Problem to solve — Rewrite the records below as a JSON list of strings, one string per line, skipping blank lines. Leave the pictures out of the list.

** START Data **

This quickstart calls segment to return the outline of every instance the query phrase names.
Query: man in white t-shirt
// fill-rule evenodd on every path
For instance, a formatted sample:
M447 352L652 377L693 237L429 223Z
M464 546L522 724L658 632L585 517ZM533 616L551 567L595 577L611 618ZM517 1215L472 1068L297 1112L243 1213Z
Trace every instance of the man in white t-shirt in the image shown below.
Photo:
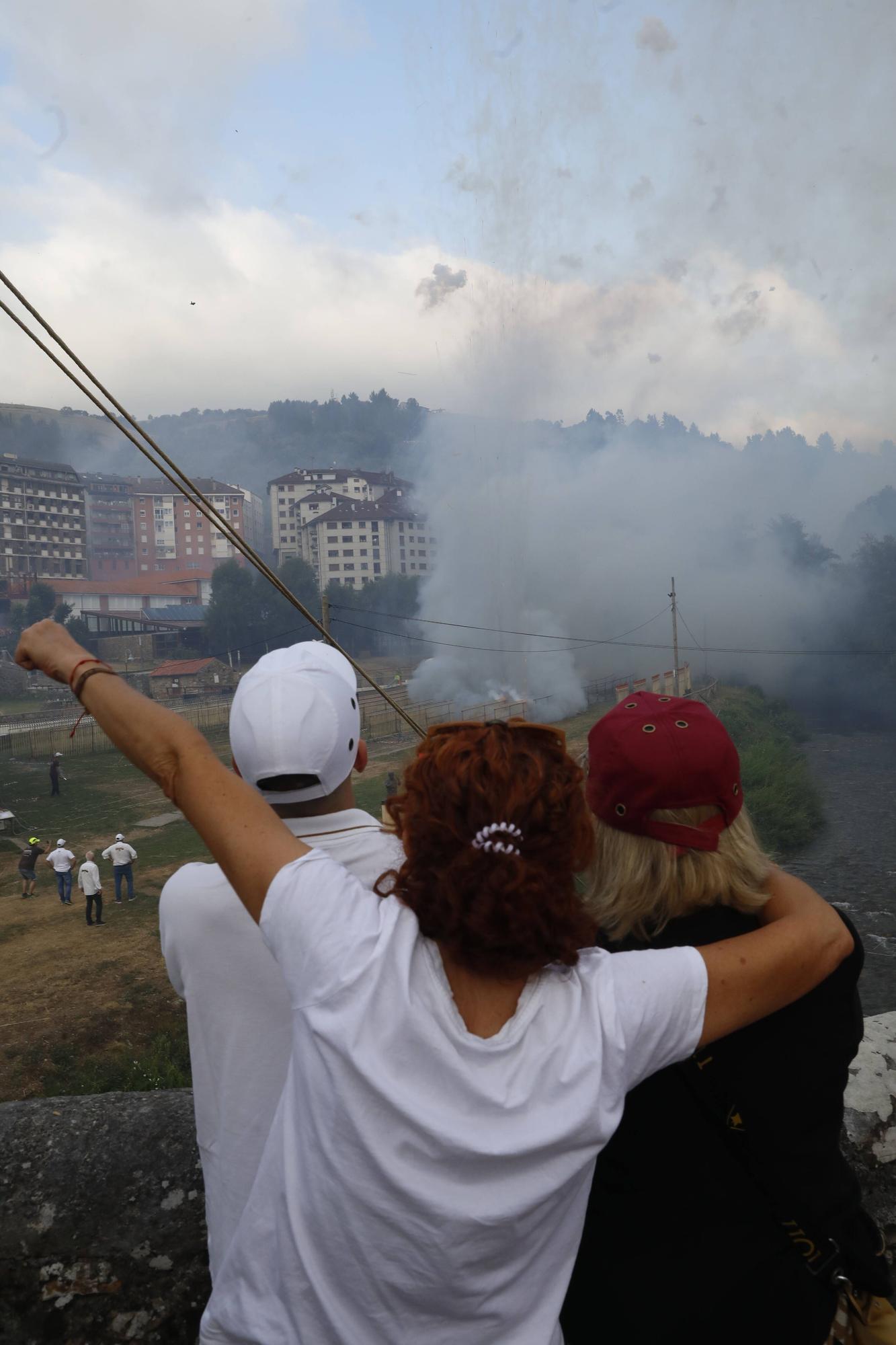
M112 859L112 873L116 882L116 905L121 905L121 884L128 884L128 901L135 901L133 894L133 861L137 858L137 851L133 846L128 845L121 831L117 833L114 841L110 846L102 851L104 859Z
M351 772L363 771L367 749L355 674L336 650L308 642L260 659L237 687L230 748L234 768L293 835L344 865L363 889L402 862L396 837L355 807ZM373 894L370 901L379 904ZM287 1079L291 999L261 931L218 865L188 863L172 874L159 925L168 976L187 1002L214 1276Z
M44 855L47 863L52 865L52 872L57 876L57 890L59 893L59 901L63 907L71 905L71 865L74 863L74 855L71 850L66 850L66 843L62 837L57 841L57 849L51 850L50 854Z

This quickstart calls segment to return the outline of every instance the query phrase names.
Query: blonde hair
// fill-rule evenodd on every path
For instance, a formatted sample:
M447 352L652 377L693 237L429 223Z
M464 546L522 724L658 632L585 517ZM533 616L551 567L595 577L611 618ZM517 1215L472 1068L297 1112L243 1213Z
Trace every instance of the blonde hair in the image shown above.
M659 822L694 826L718 810L659 808ZM651 939L678 916L704 907L733 907L752 913L768 900L763 892L771 859L759 845L747 808L718 837L717 850L685 850L632 835L593 818L595 858L585 872L583 901L611 939L634 933Z

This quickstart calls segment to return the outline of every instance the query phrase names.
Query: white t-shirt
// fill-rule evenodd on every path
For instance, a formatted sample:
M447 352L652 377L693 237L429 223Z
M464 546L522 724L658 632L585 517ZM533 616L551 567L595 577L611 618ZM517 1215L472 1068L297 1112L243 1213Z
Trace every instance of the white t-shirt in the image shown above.
M413 912L316 850L261 931L292 1059L203 1345L558 1345L595 1157L696 1048L700 954L588 948L483 1040Z
M50 854L44 855L47 863L51 863L57 873L70 873L71 865L74 863L74 855L71 850L51 850Z
M361 808L291 818L285 824L344 863L365 888L404 861L396 837ZM369 901L375 905L379 898L369 894ZM172 874L159 900L159 932L171 985L187 1001L214 1278L249 1198L287 1080L289 993L258 925L217 863L187 863Z
M78 869L78 886L83 892L85 897L96 897L97 892L102 890L100 884L100 870L93 859L85 859Z
M126 841L113 841L102 851L104 859L112 859L112 866L120 869L122 863L130 863L132 859L137 858L137 851L133 846L129 846Z

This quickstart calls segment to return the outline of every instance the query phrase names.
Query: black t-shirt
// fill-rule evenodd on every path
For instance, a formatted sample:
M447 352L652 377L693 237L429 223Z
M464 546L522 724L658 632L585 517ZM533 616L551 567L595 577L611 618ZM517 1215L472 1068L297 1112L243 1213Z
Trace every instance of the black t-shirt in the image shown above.
M809 1274L778 1210L835 1237L857 1284L888 1291L876 1232L839 1151L848 1067L862 1038L864 962L844 920L856 947L837 971L709 1048L714 1093L741 1107L764 1190L780 1194L776 1208L731 1151L716 1099L706 1108L692 1091L683 1071L693 1065L646 1079L597 1158L561 1315L566 1345L822 1345L835 1295ZM756 924L713 907L671 921L650 946L716 943Z
M43 846L30 845L27 850L22 851L22 858L19 859L19 868L34 869L42 854L43 854Z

** END Data **

The solution —
[
  "This quickstart calls segment to return the outline of every instance the query phrase names.",
  "Query: man in white t-shirt",
  "// fill-rule evenodd on every path",
  "For instance, a formatted sample:",
  "M447 352L652 377L693 237L429 223Z",
  "M464 546L522 724L658 632L585 517ZM533 616L551 567L595 577L611 618ZM517 1215L472 1068L297 1112L243 1213Z",
  "Trace every instance of the man in white t-shirt in the image shown below.",
  "Photo:",
  "M112 859L112 873L116 882L116 905L121 905L121 884L128 884L128 901L135 901L133 894L133 861L137 858L137 851L133 846L128 845L121 831L117 833L114 841L110 846L102 851L104 859Z",
  "M351 772L363 771L367 749L355 674L336 650L308 642L260 659L237 687L230 748L234 768L293 835L344 865L363 889L402 862L396 837L355 807ZM373 894L370 901L379 904ZM287 1079L291 999L261 931L218 865L188 863L172 874L159 925L168 976L187 1002L214 1276Z",
  "M44 855L47 863L52 865L52 872L57 876L57 890L59 893L59 901L63 907L71 905L71 865L74 863L74 855L71 850L66 850L66 843L62 837L57 841L57 849L51 850L50 854Z",
  "This quickstart calls segment to return the outline of every instance the query phrase names.",
  "Query: blonde hair",
  "// fill-rule evenodd on every path",
  "For instance, a formatted sample:",
  "M447 352L652 377L693 237L429 223Z",
  "M464 546L522 724L658 632L585 517ZM533 616L551 567L595 577L611 618ZM517 1215L472 1068L297 1112L243 1213Z",
  "Trace every instance of the blonde hair in the image shown above.",
  "M659 822L694 826L718 810L659 808ZM651 939L678 916L704 907L733 907L752 913L768 900L763 892L771 859L759 845L747 808L718 837L717 850L685 850L632 835L593 818L595 858L585 872L583 901L611 939L634 933Z",
  "This quickstart calls segment to return the outline of every instance the query phrase names.",
  "Query: white t-shirt",
  "// fill-rule evenodd on every path",
  "For instance, a formatted sample:",
  "M447 352L652 377L693 237L429 223Z",
  "M464 546L522 724L658 632L585 517ZM533 616L551 567L595 577L611 618ZM517 1215L472 1068L297 1112L243 1213Z",
  "Trace every instance of the white t-shirt in the image shown above.",
  "M413 912L316 850L261 931L292 1059L203 1345L558 1345L595 1157L696 1048L700 954L588 948L483 1040Z",
  "M50 854L44 855L47 863L51 863L57 873L70 873L71 865L74 863L74 855L71 850L51 850Z",
  "M361 808L291 818L285 824L344 863L365 888L404 861L396 837ZM369 901L375 905L379 898L369 894ZM172 874L159 900L159 932L171 985L187 1001L214 1278L249 1198L287 1080L289 993L258 925L217 863L187 863Z",
  "M78 869L78 886L83 892L85 897L96 897L97 892L102 890L100 884L100 870L93 859L85 859Z",
  "M126 841L113 841L102 851L104 859L112 859L112 866L120 869L122 863L130 863L132 859L137 858L137 851L133 846L129 846Z",
  "This quickstart calls segment to return the outline of every instance the query phrase names.",
  "Query: black t-shirt",
  "// fill-rule evenodd on every path",
  "For instance, a formatted sample:",
  "M447 352L652 377L693 237L429 223Z",
  "M464 546L522 724L658 632L585 517ZM533 616L551 567L595 577L611 618ZM517 1215L472 1068L297 1112L243 1213Z",
  "Trace every instance of the black t-shirt in the image shown above.",
  "M809 1274L778 1210L835 1237L857 1284L888 1291L876 1232L839 1151L848 1067L862 1038L864 962L844 920L856 947L837 971L709 1048L714 1093L741 1107L764 1190L780 1194L776 1208L731 1151L716 1099L706 1108L692 1091L683 1071L693 1065L646 1079L597 1158L561 1315L566 1345L822 1345L835 1295ZM756 924L713 907L671 921L650 946L716 943Z",
  "M43 846L30 845L27 850L22 851L22 858L19 859L19 868L34 869L42 854L43 854Z"
]